Published: 25-Nov-2003
By: Alex Thomson



A top law Lord has urged judges to stand up to governments on the issue of Guantanamo Bay detainees.


His remarks will be welcomed by human rights campaigners who claim they are being held illegally.



Johan Steyn, the third most senior judge in Britain, arrived this evening to give his speech in central London.



He's fired up alright -- and not just over Guantanamo Bay. He describes the US bombardment of Afghanistan as a military success - but it's left the region ravaged with warlords expanding their opium production for the world market.



But he doesn't stop there. Seconds later he's onto Iraq saying the shock and awe was deeply unpopular and fractured the carefully crafted international order of things -- easy to wreck -- more difficult to reconstruct.



He comes within a hair's breadth of saying America is torturing prisoners -- using techniques honed at their Bagram Base in Afghanistan.



At Camp Delta in Guantanamo Bay, he says there's sleep deprivation, forcing prisoners to stand for hours on end - what he terms minute cells 1.8m by 2.4m then quotes officials saying it's 'not quite torture but as close as you can get.’



He said: "The purpose of holding the prisoners at Guantanamo Bay was and is to put them beyond the rule of law, beyond the protection of any courts, and at the mercy of victors.



“The procedural rules do not prohibit the use of force to coerce prisoners to confess."

(Recorded data)
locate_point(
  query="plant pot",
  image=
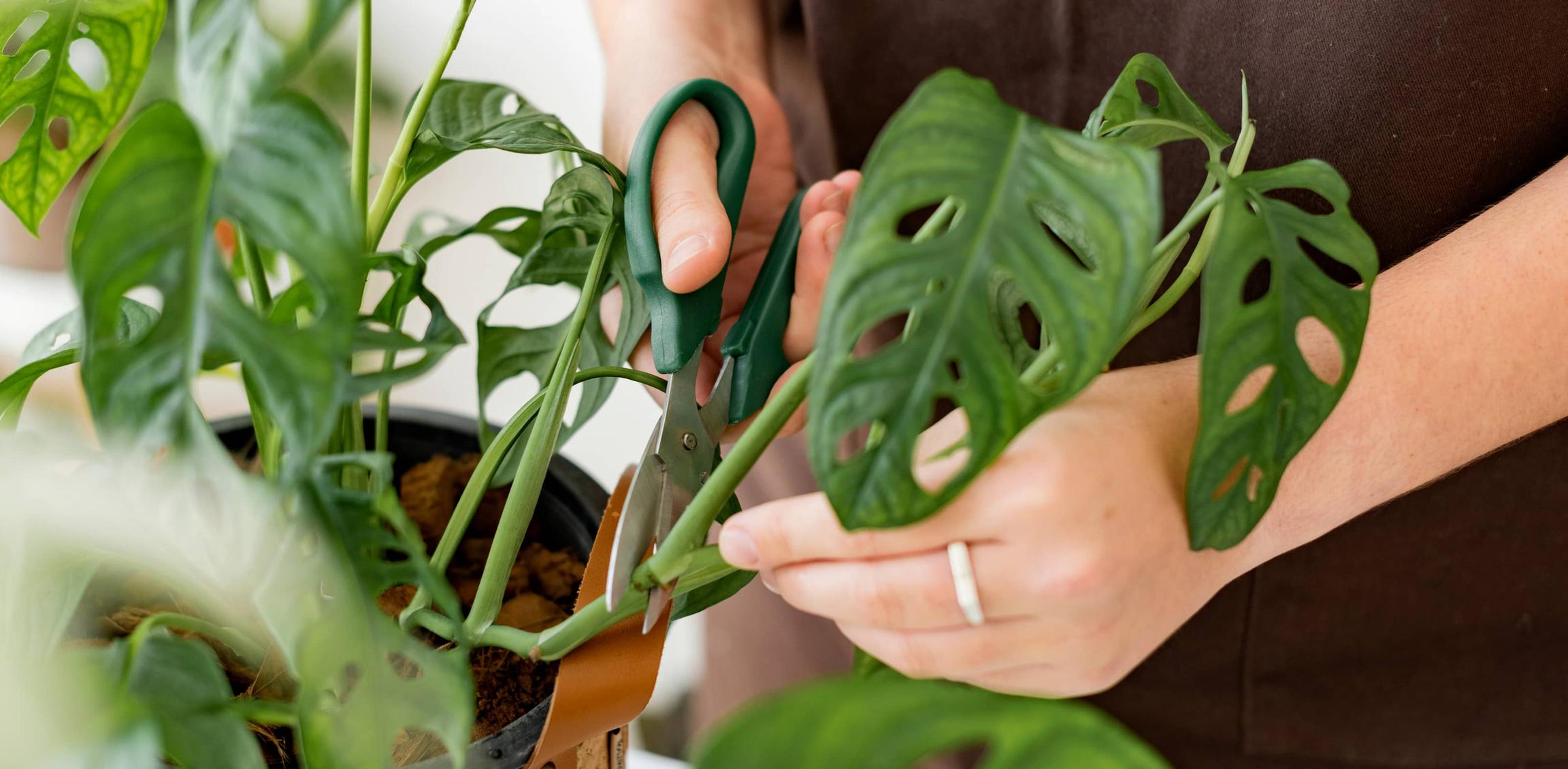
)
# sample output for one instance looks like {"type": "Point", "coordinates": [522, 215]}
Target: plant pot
{"type": "Point", "coordinates": [568, 517]}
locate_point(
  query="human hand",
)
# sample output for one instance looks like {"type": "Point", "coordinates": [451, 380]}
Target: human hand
{"type": "Point", "coordinates": [1076, 536]}
{"type": "Point", "coordinates": [692, 227]}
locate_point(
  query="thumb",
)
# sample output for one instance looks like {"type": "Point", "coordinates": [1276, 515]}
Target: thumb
{"type": "Point", "coordinates": [692, 225]}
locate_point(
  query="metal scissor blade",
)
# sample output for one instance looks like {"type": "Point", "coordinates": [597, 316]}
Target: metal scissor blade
{"type": "Point", "coordinates": [638, 520]}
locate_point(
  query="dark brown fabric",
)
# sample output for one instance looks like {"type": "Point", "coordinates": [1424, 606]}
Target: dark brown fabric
{"type": "Point", "coordinates": [1434, 632]}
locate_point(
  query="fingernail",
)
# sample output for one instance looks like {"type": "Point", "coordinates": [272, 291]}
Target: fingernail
{"type": "Point", "coordinates": [738, 548]}
{"type": "Point", "coordinates": [833, 236]}
{"type": "Point", "coordinates": [834, 201]}
{"type": "Point", "coordinates": [684, 250]}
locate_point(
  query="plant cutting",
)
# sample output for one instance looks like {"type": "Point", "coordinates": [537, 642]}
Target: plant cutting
{"type": "Point", "coordinates": [1034, 257]}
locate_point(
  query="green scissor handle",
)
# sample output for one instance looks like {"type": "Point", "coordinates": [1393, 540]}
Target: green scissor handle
{"type": "Point", "coordinates": [683, 321]}
{"type": "Point", "coordinates": [756, 341]}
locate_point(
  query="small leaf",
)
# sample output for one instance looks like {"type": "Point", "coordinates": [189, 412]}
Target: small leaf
{"type": "Point", "coordinates": [891, 722]}
{"type": "Point", "coordinates": [1125, 114]}
{"type": "Point", "coordinates": [465, 115]}
{"type": "Point", "coordinates": [60, 344]}
{"type": "Point", "coordinates": [145, 222]}
{"type": "Point", "coordinates": [186, 689]}
{"type": "Point", "coordinates": [579, 206]}
{"type": "Point", "coordinates": [1242, 449]}
{"type": "Point", "coordinates": [226, 63]}
{"type": "Point", "coordinates": [125, 33]}
{"type": "Point", "coordinates": [1068, 222]}
{"type": "Point", "coordinates": [361, 678]}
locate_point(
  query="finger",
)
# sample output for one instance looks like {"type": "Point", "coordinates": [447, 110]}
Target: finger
{"type": "Point", "coordinates": [909, 592]}
{"type": "Point", "coordinates": [819, 240]}
{"type": "Point", "coordinates": [1046, 680]}
{"type": "Point", "coordinates": [805, 528]}
{"type": "Point", "coordinates": [693, 229]}
{"type": "Point", "coordinates": [951, 653]}
{"type": "Point", "coordinates": [822, 197]}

_Task set_
A. Edit the Guantanamo Bay article by writing out everything from "Johan Steyn, the" down to "the world market." again, replacing "warlords" with "militia leaders".
B. Answer these questions using the Guantanamo Bay article:
(i) What rank among judges in Britain does the article give Johan Steyn?
(ii) What dimensions does he give for the cells at Camp Delta?
(iii) Where were the techniques used on prisoners honed?

_Solutions to each task_
A.
Johan Steyn, the third most senior judge in Britain, arrived this evening to give his speech in central London.



He's fired up alright -- and not just over Guantanamo Bay. He describes the US bombardment of Afghanistan as a military success - but it's left the region ravaged with militia leaders expanding their opium production for the world market.

B.
(i) The third most senior judge in Britain.
(ii) 1.8m by 2.4m.
(iii) At the US Bagram Base in Afghanistan.